**Tasks to perform**
1. Decide whether each statement below agrees with the article about the Top China inspection: (a) the restaurant was closed after the inspection, (b) the inspection produced seven high-severity violations and one intermediate, and (c) the intermediate violation concerned the missing consumer advisory. Answer yes or no for each and quote the deciding words of the article.
2. Return the part of the article about the Top China inspection that starts with "The shellfish traceability" and goes on through "the same inspection.", copied word for word.
3. According to the article about the Top China inspection, what temperature range is the danger zone?

──────── Excerpt to read ────────

TAMPA, FL. Inspectors visiting Top China Inc. on East Hillsborough Avenue on April 24 found that the restaurant had no procedures in place to destroy parasites in fish and other proteins, a high-severity violation that means customers eating improperly handled fish, pork, or wild game could ingest live Anisakis worms or tapeworm larvae.
The restaurant was not closed.
What Inspectors Found
The April 24 inspection produced 7 high-severity violations and 1 intermediate, a total of 8 citations across categories that span nearly every critical control point in a commercial kitchen. Inspectors cited inadequate shell stock identification records, meaning that if a customer became ill after eating oysters, clams, or mussels, there would be no paperwork to trace where those shellfish came from.
Inspectors also found that food contact surfaces were not properly cleaned or sanitized, a direct vector for bacterial transfer between raw proteins and ready-to-eat food. The restaurant had no written employee health policy, which means there is no formal mechanism requiring sick workers to report symptoms or stay home.
The improper handwashing technique citation compounded that risk. An employee attempting to wash their hands but using incorrect technique, according to state health guidance, leaves pathogens on their hands even after the washing attempt.
Two additional high-severity violations pointed to failures in basic time and temperature management. The restaurant was cited for misusing time as a public health control, which means food was left in the temperature danger zone, between 41 and 135 degrees, without the documentation required to make that practice safe. There was also no consumer advisory posted for raw or undercooked menu items, leaving customers with no warning before ordering.
The single intermediate violation involved multi-use utensils that were not properly cleaned, a condition that allows bacterial biofilms to form on surfaces within 24 hours of contamination.
What These Violations Mean
The parasite destruction citation is among the most specific food safety failures documented in this inspection. Fish served undercooked or without proper prior freezing can harbor Anisakis, a roundworm that causes severe abdominal pain and can require surgical removal. Pork handled without Trichinella controls carries a similar risk. At Top China, inspectors found no evidence those procedures were being followed.
The shellfish traceability failure is a different kind of danger. Shellfish are filter feeders that concentrate bacteria and viruses from surrounding water, including Vibrio and hepatitis A. The tags and records required by state law exist for one reason: if people get sick, investigators need to be able to pull the shellfish back to its harvest location. Without those records at Top China, that chain is broken.
The combination of no employee health policy and improper handwashing technique is particularly acute at a restaurant where food is prepared by hand. Norovirus, the most common cause of foodborne illness outbreaks in the United States, spreads most efficiently through food handled by sick workers who did not properly wash their hands. Both of those controls failed in the same inspection.

──────── Information supplied ────────

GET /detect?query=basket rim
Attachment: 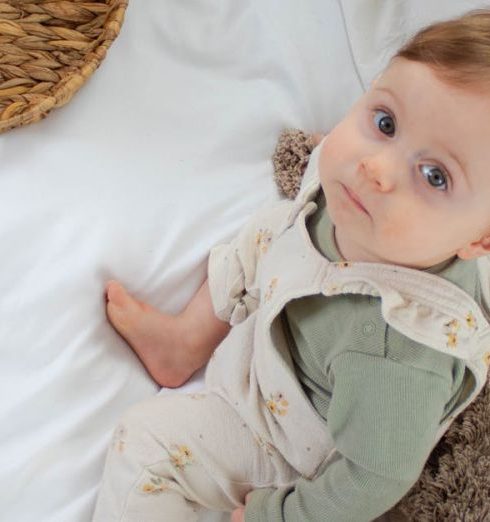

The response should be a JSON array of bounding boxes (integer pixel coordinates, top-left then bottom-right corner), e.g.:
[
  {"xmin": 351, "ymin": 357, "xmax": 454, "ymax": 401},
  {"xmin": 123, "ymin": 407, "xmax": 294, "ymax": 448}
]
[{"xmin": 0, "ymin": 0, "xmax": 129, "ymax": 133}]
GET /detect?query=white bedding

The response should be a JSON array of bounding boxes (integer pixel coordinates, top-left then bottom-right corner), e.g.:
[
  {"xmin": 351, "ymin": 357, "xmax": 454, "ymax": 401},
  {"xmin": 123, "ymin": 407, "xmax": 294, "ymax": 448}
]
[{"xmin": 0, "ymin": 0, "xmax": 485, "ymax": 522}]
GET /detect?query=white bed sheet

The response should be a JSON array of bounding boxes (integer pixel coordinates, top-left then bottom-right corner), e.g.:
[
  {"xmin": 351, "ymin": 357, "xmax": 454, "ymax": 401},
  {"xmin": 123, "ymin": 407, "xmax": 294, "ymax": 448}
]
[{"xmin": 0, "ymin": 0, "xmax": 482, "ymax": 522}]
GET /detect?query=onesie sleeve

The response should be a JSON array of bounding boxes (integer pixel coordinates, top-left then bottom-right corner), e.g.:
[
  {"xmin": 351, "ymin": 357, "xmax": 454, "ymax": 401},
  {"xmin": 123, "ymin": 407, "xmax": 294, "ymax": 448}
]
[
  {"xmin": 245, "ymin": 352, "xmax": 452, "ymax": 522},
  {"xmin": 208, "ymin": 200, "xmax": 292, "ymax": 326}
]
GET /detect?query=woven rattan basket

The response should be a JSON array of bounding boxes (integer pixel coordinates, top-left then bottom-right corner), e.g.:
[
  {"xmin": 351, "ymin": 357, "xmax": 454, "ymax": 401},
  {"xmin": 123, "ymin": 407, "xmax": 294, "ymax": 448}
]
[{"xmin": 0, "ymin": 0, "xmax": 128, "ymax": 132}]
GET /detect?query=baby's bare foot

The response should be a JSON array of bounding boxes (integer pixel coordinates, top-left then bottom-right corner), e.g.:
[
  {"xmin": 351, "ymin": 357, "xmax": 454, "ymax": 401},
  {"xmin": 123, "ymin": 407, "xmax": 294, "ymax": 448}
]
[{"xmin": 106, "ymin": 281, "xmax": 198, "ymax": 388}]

────────
──────── Information supplied ────────

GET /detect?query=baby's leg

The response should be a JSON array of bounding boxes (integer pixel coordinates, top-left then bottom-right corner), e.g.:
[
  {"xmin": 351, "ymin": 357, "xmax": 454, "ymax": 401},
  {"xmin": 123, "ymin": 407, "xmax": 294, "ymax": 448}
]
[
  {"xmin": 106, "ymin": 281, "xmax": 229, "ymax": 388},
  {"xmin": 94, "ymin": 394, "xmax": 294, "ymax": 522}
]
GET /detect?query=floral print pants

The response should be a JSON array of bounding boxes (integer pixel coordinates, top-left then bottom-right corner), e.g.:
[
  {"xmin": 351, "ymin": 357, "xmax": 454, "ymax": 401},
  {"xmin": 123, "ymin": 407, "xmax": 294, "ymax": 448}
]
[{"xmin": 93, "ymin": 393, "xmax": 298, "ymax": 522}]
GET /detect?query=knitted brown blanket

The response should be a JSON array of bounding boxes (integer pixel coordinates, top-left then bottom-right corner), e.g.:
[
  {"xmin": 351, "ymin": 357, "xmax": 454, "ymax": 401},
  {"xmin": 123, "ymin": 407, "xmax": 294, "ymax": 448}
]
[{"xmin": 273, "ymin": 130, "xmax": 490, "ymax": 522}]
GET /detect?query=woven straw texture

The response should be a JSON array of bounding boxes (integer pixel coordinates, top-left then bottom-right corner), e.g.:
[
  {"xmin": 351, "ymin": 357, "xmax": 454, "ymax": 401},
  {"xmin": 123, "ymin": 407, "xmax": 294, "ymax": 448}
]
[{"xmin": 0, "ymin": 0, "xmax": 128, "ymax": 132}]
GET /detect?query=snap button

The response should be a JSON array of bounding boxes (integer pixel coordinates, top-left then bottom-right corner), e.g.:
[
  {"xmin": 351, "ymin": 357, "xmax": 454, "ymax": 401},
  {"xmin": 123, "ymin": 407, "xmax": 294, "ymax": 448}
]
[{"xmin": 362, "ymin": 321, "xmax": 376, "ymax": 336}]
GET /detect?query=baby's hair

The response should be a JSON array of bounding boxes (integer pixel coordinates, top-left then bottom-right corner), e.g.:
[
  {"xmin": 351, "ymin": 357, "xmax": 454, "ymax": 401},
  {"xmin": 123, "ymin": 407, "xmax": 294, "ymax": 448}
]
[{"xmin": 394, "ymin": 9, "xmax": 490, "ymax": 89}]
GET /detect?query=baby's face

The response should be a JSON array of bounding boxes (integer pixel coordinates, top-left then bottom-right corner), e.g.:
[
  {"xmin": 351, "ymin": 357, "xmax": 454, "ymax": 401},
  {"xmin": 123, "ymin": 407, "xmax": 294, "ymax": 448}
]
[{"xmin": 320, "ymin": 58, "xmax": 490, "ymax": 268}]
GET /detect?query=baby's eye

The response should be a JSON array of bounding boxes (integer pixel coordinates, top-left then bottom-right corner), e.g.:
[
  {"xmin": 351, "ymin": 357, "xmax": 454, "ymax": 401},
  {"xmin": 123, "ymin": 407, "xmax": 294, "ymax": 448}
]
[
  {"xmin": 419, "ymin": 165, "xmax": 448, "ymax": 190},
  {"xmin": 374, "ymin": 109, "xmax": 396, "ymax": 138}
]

────────

**Responses**
1.
(a) No: "The restaurant was not closed."
(b) Yes: "The April 24 inspection produced 7 high-severity violations and 1 intermediate"
(c) No: "The single intermediate violation involved multi-use utensils that were not properly cleaned"

2.
The shellfish traceability failure is a different kind of danger. Shellfish are filter feeders that concentrate bacteria and viruses from surrounding water, including Vibrio and hepatitis A. The tags and records required by state law exist for one reason: if people get sick, investigators need to be able to pull the shellfish back to its harvest location. Without those records at Top China, that chain is broken.
The combination of no employee health policy and improper handwashing technique is particularly acute at a restaurant where food is prepared by hand. Norovirus, the most common cause of foodborne illness outbreaks in the United States, spreads most efficiently through food handled by sick workers who did not properly wash their hands. Both of those controls failed in the same inspection.

3. Between 41 and 135 degrees.